• [Görev tanımı]: Lütfen aşağıdaki kaynak metinden "Bu hizmetler her" sözleriyle başlayıp "onların görevleri arasında." sözlerine kadar süren bölümü hiç değiştirmeden yazın.

• [Kaynak metin]:
------------------------------------------------------------

Elbette “kurnaz yandaşlar” hiçbir konunun üzerine bütün açılara bakan geniş ve korkusuz yelkenler açamıyorlar; onların yöntemi iktidara asla dokunmadan ve bu arada onun yaptığı devasa yanlışları örtbas ederek aldıkları paranın hakkını vermek ve sorgusuz-sualsiz hizmetkârlık etmek.
Bu hizmetler her zaman ak pak ortamlarda gerçekleşecek türden değil. Çoğu kez “bel altı vuruşlar”, “yalan ve iftiralar”, ayrıca bugünkü gibi “kelle avcılığı” da onların görevleri arasında.
Yandaşlar, şimdi de siz bana cevap verin
Şimdi reislerinden, patronlarından aldıkları işaretle gazetecilere saldıran, onları işlerinden etmeye çalışan, insanları karalamaya gayret eden yandaşlara benim de bir çift sözüm var:
Madem öyle “Terörist dedin mi, demedin mi?” türünden sorularla birilerini sıkıştırmaya meraklısınız, madem soruları seviyor ve cevap almak için heyecanla mücadele ediyorsunuz, o halde ben de size birkaç soru sorup cevap rica edebilirim herhalde.

------------------------------------------------------------

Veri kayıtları

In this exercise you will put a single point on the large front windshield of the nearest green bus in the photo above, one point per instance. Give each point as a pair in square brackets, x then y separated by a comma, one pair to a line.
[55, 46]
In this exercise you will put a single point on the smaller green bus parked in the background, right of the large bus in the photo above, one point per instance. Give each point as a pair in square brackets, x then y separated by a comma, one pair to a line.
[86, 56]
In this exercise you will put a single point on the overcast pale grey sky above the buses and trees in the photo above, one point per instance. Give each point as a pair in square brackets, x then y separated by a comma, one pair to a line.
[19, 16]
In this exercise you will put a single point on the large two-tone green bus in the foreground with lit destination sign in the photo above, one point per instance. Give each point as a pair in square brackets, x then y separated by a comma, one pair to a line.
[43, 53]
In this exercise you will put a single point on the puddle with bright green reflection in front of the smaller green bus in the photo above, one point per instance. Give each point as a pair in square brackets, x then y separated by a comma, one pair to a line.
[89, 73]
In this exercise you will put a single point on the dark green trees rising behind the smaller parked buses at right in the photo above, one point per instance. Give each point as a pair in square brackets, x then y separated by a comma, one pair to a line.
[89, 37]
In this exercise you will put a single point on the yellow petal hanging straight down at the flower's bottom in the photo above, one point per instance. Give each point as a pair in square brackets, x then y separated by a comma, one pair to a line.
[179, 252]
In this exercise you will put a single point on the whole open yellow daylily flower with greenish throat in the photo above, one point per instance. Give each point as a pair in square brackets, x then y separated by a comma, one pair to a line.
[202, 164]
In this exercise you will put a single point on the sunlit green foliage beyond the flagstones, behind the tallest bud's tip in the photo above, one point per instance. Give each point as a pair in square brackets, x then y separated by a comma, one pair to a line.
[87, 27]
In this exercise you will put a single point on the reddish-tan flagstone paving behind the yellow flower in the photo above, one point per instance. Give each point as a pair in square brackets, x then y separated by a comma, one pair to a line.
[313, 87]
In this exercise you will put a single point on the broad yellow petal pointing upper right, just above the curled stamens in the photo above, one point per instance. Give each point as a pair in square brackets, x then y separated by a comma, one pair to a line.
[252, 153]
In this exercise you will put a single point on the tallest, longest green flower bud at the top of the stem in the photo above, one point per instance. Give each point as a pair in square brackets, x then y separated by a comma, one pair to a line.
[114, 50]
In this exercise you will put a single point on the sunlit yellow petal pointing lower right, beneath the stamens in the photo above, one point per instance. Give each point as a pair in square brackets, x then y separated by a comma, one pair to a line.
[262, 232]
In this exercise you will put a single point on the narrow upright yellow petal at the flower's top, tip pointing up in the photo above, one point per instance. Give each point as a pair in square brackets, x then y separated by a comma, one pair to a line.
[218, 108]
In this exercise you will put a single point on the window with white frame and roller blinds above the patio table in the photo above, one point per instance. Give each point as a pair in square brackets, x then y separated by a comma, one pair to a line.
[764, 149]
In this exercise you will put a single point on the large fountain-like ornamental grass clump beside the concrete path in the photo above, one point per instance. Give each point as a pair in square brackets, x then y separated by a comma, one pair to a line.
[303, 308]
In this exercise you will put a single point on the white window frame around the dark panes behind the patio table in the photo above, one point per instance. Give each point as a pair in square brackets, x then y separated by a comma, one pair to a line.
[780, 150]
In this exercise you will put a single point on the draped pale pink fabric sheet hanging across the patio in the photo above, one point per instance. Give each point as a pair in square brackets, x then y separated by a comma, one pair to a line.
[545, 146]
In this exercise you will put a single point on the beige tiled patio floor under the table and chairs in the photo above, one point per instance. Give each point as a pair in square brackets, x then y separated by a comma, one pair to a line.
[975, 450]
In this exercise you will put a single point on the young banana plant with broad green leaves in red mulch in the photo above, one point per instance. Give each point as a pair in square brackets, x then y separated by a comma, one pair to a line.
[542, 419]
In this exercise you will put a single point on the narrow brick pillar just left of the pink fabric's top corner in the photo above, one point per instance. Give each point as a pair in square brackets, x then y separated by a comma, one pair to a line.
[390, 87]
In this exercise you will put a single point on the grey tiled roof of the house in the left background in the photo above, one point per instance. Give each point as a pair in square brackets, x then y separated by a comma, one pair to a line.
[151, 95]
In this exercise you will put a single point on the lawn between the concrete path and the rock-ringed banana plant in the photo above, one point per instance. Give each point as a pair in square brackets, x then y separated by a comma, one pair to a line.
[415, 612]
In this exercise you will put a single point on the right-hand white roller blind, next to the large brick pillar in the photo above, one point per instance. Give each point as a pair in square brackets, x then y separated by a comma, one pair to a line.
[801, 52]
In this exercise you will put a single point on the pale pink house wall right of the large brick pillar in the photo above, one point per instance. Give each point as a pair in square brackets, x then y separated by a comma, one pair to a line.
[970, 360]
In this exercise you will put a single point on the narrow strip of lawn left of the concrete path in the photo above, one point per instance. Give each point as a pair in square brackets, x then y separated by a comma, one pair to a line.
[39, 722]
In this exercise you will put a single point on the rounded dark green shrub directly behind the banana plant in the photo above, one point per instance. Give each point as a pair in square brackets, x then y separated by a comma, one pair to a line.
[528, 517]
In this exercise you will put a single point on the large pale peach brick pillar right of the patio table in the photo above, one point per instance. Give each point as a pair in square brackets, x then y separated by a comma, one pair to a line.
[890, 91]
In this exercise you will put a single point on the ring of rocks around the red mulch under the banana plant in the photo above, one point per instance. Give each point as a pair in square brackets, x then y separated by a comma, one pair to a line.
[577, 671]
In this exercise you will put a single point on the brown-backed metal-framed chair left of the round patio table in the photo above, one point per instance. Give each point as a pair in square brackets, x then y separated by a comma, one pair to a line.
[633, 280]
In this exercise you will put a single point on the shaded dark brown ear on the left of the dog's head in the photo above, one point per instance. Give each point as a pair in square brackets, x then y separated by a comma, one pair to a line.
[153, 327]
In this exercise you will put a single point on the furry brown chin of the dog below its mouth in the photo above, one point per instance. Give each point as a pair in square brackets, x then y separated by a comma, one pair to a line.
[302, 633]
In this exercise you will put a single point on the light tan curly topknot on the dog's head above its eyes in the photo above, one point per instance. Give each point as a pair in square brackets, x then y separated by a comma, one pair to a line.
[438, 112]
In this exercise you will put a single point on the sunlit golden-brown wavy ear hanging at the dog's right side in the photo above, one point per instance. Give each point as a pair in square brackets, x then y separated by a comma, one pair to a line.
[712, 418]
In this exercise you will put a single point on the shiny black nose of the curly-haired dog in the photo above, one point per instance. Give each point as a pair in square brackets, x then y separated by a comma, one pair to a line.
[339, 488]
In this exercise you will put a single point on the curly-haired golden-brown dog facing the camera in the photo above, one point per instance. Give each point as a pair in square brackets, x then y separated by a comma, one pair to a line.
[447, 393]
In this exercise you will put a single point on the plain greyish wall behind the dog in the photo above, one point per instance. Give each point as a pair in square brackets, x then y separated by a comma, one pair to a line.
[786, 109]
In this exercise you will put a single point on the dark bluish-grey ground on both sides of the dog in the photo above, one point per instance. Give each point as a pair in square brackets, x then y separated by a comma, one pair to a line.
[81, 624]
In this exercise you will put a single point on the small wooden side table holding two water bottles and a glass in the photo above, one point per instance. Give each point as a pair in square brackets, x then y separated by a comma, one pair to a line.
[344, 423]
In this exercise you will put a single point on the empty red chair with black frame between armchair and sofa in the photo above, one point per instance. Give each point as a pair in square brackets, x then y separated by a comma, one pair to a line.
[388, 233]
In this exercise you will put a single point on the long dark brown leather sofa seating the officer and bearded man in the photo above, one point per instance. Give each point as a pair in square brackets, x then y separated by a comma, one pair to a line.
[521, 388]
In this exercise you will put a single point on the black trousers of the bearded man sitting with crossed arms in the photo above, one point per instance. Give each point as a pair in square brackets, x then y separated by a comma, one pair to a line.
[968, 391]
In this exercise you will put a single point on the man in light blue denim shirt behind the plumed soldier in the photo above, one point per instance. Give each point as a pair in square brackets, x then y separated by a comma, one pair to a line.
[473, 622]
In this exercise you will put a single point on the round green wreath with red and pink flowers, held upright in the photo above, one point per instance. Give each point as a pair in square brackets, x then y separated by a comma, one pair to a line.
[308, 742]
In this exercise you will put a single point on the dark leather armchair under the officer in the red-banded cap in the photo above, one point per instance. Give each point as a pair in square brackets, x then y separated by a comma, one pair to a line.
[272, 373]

------------------------------------------------------------

• [Alıştırma yanıtı]:
Bu hizmetler her zaman ak pak ortamlarda gerçekleşecek türden değil. Çoğu kez “bel altı vuruşlar”, “yalan ve iftiralar”, ayrıca bugünkü gibi “kelle avcılığı” da onların görevleri arasında.